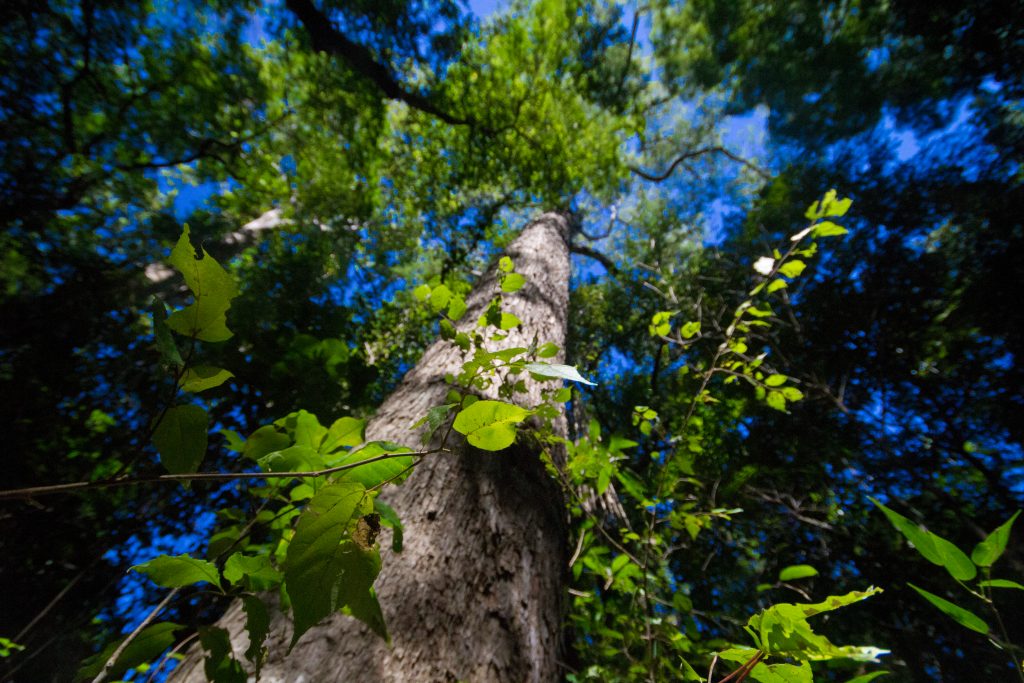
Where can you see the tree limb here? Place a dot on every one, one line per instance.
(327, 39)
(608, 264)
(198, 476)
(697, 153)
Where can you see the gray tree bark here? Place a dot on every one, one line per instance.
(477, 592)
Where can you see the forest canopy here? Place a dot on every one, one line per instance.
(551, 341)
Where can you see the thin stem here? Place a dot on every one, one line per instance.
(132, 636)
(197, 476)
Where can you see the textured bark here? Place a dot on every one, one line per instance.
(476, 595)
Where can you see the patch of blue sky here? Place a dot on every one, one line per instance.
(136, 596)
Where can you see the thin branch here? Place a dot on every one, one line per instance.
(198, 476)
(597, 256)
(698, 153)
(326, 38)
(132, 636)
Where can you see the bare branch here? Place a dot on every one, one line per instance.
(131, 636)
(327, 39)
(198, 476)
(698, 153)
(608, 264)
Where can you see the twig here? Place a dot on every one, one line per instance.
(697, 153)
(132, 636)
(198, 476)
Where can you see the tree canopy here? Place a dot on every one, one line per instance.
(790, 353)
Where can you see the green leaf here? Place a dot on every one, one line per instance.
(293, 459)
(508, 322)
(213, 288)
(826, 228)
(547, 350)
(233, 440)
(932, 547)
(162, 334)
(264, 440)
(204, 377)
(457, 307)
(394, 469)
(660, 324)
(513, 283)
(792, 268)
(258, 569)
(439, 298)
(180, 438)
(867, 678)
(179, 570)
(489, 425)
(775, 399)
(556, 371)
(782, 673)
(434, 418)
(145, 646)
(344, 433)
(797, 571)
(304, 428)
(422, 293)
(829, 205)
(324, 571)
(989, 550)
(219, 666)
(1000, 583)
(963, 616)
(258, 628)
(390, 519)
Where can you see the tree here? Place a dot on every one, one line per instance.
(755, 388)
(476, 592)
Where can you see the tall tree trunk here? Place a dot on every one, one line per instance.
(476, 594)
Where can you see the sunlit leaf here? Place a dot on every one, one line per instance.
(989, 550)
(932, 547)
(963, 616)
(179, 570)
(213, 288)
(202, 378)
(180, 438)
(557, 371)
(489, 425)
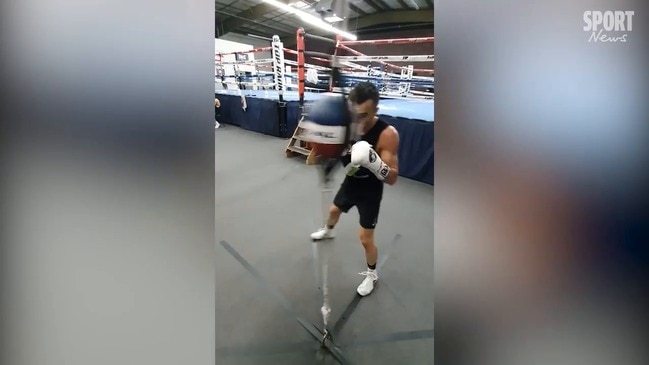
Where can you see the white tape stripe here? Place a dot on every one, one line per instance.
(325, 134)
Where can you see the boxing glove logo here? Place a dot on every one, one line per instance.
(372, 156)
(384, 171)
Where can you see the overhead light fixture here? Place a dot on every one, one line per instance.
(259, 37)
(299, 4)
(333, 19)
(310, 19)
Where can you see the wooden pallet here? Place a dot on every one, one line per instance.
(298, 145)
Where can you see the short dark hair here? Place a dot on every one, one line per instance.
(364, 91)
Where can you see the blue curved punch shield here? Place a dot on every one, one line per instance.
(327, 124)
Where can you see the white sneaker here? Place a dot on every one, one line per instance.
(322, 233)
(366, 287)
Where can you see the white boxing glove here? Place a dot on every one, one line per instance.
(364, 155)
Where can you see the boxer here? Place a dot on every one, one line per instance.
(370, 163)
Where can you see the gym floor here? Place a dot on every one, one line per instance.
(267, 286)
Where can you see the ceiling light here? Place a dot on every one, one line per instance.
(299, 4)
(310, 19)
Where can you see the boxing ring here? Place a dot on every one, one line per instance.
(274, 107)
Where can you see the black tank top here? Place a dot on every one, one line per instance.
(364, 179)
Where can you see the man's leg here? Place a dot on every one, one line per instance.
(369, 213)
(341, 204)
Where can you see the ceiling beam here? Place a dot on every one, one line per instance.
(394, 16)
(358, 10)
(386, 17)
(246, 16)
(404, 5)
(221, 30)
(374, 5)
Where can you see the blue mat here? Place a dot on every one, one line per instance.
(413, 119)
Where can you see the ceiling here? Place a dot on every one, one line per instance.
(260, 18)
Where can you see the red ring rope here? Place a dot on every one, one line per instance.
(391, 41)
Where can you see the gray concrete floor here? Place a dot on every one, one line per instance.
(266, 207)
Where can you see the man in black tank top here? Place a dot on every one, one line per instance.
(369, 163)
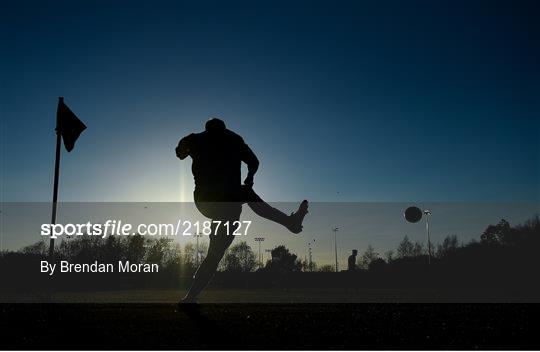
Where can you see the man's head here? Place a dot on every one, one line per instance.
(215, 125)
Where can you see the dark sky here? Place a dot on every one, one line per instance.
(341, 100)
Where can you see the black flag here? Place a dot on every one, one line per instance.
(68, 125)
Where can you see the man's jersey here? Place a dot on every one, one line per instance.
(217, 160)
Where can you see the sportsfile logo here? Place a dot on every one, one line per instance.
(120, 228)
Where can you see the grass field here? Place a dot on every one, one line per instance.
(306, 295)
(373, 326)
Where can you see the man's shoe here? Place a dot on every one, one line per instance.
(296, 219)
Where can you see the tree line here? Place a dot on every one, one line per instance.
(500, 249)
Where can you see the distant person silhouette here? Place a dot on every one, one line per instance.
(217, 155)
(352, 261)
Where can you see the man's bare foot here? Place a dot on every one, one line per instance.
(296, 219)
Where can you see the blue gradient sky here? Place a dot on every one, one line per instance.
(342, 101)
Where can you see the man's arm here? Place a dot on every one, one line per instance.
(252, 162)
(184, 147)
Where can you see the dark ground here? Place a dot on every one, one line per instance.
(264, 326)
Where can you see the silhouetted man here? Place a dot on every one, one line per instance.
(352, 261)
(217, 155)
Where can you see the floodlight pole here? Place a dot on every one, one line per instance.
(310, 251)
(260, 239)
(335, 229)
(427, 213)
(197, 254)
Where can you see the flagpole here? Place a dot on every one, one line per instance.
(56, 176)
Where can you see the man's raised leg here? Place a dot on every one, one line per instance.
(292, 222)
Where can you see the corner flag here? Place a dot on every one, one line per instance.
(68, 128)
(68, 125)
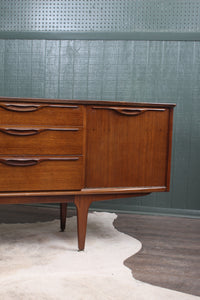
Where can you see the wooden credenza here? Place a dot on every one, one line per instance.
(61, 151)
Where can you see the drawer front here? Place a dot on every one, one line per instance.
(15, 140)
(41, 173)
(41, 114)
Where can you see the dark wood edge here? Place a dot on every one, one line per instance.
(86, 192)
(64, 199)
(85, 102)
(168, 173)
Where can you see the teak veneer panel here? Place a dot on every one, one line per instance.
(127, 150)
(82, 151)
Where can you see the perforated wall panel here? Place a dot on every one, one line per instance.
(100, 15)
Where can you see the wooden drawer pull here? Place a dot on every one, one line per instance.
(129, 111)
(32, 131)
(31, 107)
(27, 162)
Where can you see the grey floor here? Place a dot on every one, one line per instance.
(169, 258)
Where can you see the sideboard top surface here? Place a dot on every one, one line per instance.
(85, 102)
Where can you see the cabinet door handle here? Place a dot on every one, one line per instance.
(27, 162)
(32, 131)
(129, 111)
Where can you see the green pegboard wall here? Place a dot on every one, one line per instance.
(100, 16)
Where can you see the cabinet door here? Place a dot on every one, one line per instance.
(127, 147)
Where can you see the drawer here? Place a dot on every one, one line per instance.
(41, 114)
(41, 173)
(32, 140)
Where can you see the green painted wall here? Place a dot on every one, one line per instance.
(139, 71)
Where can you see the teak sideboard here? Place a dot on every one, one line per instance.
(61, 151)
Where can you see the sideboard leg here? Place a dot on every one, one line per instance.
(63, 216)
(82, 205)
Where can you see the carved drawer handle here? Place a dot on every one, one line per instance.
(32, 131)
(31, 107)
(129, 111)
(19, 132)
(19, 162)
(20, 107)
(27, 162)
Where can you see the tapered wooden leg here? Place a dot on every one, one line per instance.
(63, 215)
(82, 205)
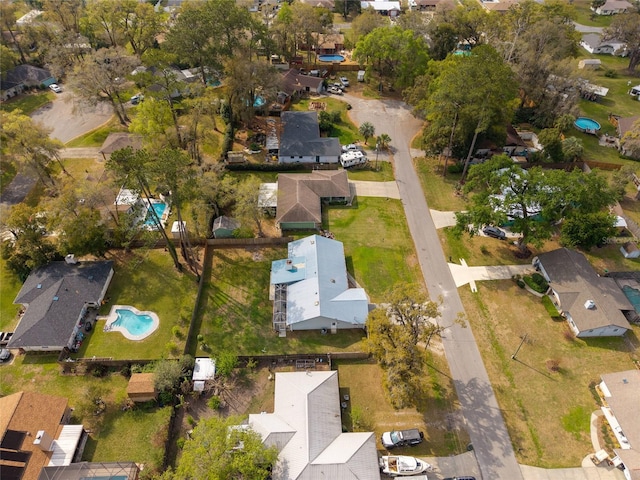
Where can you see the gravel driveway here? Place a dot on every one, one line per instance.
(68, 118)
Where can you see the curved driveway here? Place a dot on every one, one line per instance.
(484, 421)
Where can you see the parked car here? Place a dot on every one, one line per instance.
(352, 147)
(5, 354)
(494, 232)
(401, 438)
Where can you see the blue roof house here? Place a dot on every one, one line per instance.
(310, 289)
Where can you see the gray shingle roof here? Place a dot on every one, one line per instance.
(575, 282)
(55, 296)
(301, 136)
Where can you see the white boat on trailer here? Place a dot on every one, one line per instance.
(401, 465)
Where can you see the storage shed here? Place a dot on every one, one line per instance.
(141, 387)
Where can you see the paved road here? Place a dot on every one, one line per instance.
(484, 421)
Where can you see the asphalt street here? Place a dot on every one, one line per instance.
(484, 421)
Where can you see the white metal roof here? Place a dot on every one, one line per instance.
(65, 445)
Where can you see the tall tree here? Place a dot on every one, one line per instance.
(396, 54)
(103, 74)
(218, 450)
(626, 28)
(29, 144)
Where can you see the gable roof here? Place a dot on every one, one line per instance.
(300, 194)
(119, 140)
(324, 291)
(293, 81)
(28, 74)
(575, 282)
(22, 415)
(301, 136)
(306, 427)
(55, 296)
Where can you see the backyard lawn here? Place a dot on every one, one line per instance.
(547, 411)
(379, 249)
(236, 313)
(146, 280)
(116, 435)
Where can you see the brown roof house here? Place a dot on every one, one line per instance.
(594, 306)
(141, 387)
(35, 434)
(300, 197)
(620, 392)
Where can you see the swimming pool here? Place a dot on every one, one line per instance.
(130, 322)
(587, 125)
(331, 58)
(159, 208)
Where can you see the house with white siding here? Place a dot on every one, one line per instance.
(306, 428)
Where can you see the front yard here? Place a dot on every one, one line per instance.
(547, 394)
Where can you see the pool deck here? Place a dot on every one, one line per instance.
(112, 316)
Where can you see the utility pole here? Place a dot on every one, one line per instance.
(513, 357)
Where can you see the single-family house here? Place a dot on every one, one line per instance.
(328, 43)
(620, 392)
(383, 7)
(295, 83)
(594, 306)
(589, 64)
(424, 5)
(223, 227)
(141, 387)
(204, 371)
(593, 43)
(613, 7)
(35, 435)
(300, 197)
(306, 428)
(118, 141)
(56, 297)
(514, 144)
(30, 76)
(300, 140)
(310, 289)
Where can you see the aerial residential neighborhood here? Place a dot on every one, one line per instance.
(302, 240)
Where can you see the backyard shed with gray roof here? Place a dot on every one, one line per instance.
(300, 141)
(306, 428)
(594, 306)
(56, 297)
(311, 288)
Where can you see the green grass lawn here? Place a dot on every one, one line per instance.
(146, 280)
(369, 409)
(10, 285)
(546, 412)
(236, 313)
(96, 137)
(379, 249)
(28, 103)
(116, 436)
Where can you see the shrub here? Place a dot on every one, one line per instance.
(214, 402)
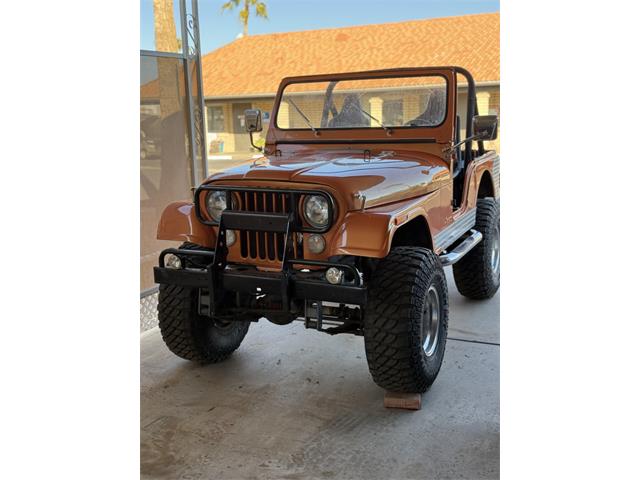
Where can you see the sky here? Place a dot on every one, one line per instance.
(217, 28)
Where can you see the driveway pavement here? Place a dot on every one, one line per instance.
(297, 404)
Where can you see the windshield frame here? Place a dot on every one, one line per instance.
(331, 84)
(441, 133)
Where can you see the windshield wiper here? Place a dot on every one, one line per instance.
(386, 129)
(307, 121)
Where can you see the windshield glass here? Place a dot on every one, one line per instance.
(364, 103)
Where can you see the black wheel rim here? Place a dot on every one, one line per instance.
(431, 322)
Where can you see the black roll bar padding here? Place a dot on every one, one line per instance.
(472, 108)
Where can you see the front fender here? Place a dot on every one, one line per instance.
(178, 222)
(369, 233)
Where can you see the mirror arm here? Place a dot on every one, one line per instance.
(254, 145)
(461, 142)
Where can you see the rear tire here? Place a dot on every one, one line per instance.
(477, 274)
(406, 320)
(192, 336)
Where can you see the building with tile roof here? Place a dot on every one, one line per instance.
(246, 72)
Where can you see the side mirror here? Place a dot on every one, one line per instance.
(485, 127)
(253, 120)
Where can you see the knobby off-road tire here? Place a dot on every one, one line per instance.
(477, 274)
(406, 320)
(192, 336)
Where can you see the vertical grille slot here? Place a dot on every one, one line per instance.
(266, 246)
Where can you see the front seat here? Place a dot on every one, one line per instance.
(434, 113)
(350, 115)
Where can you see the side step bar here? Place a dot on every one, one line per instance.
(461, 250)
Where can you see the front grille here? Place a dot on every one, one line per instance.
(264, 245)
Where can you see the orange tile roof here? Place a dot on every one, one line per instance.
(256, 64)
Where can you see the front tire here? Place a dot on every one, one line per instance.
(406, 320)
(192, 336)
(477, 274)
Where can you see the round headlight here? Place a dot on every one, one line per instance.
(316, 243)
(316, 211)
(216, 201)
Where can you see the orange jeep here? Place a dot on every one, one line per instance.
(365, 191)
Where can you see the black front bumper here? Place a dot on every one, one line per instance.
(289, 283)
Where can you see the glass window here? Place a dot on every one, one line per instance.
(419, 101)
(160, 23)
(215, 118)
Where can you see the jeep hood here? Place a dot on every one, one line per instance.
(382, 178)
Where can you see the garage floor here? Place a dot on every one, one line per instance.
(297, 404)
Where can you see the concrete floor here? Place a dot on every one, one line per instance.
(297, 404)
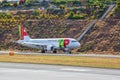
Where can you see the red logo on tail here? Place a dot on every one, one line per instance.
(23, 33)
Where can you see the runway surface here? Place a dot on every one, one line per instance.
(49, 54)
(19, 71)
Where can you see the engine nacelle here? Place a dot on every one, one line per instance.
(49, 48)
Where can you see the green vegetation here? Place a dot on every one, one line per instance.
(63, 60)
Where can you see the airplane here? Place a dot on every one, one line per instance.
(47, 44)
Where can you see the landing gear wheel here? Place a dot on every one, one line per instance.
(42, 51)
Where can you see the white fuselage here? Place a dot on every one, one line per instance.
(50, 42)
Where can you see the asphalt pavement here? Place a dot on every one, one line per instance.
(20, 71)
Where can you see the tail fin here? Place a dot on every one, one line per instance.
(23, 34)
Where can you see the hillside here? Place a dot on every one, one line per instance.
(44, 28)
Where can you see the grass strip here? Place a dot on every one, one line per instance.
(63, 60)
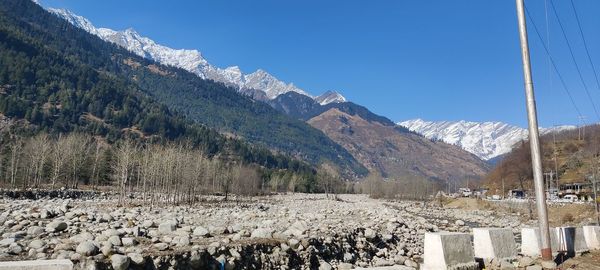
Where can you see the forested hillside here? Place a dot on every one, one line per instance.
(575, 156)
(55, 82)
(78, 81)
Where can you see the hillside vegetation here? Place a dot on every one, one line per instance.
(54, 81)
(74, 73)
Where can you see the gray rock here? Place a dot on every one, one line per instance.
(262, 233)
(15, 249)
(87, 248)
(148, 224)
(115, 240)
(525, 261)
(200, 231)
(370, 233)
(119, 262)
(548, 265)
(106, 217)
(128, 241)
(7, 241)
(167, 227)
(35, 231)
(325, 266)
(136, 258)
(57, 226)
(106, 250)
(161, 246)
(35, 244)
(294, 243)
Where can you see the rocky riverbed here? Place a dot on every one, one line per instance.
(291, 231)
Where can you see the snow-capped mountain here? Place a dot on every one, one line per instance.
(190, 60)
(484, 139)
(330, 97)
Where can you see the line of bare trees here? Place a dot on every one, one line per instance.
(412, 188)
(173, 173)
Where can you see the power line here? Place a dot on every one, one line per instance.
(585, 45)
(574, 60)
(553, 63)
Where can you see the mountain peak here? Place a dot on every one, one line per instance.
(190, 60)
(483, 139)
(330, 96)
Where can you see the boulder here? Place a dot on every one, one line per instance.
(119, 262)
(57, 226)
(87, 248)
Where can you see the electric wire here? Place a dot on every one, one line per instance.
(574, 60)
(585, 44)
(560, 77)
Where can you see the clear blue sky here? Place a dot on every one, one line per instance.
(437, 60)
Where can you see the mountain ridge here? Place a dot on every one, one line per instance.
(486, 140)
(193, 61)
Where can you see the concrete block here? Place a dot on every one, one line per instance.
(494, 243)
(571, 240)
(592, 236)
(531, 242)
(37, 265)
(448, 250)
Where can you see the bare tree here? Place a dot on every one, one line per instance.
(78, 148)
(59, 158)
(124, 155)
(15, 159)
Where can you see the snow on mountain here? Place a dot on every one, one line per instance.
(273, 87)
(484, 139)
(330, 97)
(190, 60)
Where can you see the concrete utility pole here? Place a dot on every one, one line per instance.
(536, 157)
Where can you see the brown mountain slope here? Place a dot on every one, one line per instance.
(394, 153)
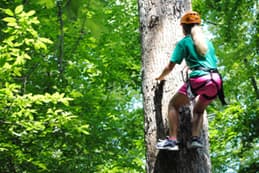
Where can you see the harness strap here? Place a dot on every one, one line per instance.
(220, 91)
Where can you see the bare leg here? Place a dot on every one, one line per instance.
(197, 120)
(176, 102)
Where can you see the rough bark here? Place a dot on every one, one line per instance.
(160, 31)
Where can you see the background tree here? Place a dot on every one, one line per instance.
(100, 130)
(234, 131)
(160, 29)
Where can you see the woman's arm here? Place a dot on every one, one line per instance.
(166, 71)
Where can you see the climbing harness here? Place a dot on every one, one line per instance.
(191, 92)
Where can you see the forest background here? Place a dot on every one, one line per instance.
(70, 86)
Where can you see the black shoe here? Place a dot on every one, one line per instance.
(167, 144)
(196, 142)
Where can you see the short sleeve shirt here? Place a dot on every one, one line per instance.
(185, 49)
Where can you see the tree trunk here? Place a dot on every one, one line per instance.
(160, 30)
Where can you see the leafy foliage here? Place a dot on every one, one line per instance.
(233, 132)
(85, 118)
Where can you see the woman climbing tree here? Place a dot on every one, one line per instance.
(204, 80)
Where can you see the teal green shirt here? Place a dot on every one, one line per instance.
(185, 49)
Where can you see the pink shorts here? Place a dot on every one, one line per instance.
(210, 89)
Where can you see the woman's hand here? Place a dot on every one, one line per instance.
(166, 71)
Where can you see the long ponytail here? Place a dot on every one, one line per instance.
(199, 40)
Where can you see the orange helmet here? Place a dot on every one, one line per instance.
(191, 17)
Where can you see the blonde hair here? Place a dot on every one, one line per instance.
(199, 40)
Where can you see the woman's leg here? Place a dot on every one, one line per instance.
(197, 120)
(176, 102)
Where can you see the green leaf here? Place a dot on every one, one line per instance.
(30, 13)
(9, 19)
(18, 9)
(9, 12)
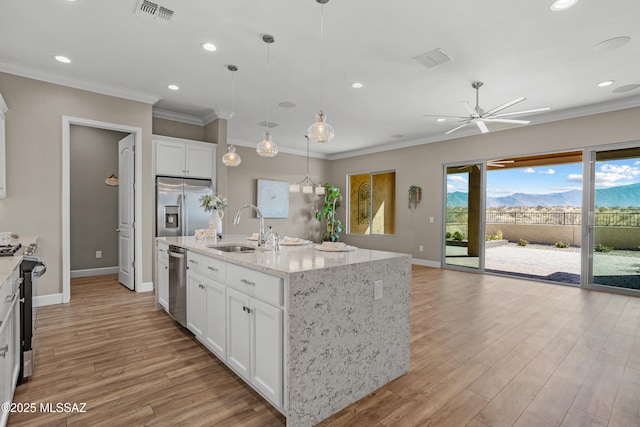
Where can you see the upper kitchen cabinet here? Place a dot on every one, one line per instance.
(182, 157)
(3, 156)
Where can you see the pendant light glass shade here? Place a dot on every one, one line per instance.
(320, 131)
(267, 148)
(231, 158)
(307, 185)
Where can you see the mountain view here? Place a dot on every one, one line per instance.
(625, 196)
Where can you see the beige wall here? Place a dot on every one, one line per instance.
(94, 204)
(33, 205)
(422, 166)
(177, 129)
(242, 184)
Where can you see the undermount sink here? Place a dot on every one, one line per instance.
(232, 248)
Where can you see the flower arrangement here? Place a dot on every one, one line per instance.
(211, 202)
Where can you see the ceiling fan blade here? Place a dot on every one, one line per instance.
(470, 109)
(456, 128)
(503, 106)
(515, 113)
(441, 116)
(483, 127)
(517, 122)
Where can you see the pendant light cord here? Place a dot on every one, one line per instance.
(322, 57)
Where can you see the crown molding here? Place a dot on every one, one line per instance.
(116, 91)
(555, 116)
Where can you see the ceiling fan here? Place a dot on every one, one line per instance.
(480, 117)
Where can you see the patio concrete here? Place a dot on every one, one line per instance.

* * *

Objective: Find the line that contains "Where can you see the ceiling fan blade" in the listing above. Retype it and every line after it up to the last, exactly, and nothing else.

Response:
Where can you see the ceiling fan blade here? Place a dot on every one, one line per instance.
(470, 109)
(456, 128)
(503, 106)
(515, 113)
(441, 116)
(483, 127)
(517, 122)
Where can you see the pendant light cord here? Place a dot on every one, one line per instance.
(322, 57)
Where can you see the crown molding here? Place a dot on every one, one line per instance.
(116, 91)
(555, 116)
Where can you see the ceiling fan here? Place a dot on every one, one line per instance.
(480, 117)
Where can you see the patio concrete here? Place a dot on every one, one line per instance.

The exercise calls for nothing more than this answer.